Items from a dataset:

# # # #

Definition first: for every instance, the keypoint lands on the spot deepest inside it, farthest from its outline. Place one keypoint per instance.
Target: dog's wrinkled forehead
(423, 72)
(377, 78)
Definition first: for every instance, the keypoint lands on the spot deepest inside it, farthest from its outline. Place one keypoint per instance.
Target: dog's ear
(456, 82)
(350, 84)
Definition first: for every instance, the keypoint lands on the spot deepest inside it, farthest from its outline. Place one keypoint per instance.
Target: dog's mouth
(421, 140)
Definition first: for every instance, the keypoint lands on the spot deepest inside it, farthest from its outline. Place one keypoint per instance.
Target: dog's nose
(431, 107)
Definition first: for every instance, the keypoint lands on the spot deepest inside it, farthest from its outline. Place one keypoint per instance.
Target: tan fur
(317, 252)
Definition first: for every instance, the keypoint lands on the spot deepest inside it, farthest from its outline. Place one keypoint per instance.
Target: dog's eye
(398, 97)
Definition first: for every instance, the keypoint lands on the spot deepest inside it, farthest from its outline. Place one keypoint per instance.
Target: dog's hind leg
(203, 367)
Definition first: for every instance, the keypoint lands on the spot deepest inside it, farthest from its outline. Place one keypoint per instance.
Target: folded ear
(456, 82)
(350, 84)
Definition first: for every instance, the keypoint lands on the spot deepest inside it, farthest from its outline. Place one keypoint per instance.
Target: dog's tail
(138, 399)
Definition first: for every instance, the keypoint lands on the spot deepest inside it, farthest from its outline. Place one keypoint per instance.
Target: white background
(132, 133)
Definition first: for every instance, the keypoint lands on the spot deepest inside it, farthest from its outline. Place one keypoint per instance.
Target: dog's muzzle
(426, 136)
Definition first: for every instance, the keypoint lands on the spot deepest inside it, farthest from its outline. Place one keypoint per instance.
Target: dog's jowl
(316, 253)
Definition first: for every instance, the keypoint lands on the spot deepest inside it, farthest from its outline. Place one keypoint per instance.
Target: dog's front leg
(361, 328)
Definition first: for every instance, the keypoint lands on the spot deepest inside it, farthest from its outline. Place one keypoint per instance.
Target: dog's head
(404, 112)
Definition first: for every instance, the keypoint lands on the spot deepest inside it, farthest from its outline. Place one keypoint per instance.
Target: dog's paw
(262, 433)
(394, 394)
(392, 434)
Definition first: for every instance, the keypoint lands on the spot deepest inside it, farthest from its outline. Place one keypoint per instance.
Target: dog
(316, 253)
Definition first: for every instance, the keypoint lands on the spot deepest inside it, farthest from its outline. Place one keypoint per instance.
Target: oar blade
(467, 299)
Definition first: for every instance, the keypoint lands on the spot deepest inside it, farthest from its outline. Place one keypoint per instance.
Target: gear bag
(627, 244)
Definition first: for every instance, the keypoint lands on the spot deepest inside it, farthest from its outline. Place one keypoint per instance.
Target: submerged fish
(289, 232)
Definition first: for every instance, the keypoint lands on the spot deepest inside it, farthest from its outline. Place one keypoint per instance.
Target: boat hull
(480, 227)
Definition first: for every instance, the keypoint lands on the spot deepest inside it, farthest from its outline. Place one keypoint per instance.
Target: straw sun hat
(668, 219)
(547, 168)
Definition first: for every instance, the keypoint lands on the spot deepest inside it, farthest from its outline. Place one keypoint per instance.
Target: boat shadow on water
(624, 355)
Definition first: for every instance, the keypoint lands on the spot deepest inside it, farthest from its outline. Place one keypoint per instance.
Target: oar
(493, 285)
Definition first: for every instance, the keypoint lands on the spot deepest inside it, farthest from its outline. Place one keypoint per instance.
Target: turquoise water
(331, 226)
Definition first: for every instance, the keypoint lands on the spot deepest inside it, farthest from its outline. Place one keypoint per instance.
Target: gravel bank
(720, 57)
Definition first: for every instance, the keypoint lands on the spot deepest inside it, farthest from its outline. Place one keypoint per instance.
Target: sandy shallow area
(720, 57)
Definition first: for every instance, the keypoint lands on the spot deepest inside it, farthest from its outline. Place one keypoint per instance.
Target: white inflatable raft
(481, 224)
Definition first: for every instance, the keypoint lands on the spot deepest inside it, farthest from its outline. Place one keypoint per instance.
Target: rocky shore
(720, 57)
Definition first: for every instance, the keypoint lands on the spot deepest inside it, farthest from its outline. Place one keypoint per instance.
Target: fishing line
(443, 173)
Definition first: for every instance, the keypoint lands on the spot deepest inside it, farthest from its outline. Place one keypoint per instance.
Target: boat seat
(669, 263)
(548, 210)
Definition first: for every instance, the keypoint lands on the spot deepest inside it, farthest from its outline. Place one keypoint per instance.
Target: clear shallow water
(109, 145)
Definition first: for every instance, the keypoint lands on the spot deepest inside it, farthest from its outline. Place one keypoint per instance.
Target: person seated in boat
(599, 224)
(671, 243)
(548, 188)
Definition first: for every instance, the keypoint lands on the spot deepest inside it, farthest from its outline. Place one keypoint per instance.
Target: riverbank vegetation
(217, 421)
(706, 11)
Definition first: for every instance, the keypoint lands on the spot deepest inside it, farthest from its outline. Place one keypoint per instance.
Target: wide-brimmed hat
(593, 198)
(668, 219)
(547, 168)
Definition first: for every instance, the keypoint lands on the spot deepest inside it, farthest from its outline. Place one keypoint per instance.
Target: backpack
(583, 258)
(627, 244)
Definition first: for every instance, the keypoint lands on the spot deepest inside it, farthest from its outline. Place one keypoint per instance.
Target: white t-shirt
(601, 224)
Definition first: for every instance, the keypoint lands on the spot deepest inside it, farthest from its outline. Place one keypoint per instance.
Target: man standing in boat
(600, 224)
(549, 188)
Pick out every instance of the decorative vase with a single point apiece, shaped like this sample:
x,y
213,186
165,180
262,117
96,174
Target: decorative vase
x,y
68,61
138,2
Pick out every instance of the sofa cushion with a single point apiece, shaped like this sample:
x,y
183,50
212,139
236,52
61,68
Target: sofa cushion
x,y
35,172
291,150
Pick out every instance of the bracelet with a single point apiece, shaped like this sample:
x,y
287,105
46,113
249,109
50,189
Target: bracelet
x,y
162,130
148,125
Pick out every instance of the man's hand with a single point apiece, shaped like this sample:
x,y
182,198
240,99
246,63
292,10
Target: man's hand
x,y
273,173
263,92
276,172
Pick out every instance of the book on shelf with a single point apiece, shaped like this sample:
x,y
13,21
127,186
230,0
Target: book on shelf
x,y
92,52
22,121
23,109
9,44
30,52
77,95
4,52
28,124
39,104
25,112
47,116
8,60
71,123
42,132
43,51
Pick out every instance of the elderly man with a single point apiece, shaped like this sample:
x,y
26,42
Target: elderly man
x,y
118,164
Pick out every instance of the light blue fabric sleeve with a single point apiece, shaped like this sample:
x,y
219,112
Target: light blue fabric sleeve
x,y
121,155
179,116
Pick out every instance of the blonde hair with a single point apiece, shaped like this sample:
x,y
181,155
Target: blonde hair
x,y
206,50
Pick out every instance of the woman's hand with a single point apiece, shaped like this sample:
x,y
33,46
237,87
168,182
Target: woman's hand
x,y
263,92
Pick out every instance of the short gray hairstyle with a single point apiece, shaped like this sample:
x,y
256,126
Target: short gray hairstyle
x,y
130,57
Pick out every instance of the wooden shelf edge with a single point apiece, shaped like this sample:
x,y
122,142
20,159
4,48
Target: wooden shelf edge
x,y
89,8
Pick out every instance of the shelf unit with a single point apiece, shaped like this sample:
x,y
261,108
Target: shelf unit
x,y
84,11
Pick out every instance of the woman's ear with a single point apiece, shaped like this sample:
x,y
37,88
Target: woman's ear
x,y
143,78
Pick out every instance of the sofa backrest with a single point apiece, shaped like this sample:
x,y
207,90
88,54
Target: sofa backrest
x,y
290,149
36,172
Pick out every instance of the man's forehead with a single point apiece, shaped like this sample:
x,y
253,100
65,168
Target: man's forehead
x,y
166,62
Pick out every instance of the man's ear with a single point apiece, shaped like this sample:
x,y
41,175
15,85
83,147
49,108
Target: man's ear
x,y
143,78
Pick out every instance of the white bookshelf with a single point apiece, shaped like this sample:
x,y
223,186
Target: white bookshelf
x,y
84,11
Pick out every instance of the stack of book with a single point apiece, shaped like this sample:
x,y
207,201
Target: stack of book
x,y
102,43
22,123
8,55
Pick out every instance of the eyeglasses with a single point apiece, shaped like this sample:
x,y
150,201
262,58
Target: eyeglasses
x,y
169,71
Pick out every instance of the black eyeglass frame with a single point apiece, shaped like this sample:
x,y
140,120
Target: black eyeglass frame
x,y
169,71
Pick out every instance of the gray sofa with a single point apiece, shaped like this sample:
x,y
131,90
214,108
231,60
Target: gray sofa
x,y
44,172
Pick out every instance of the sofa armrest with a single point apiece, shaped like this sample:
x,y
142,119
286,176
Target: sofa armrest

# # # #

TASK ITEM
Tally the lines above that include "armrest"; give only the tally.

RESULT OF THIS TASK
2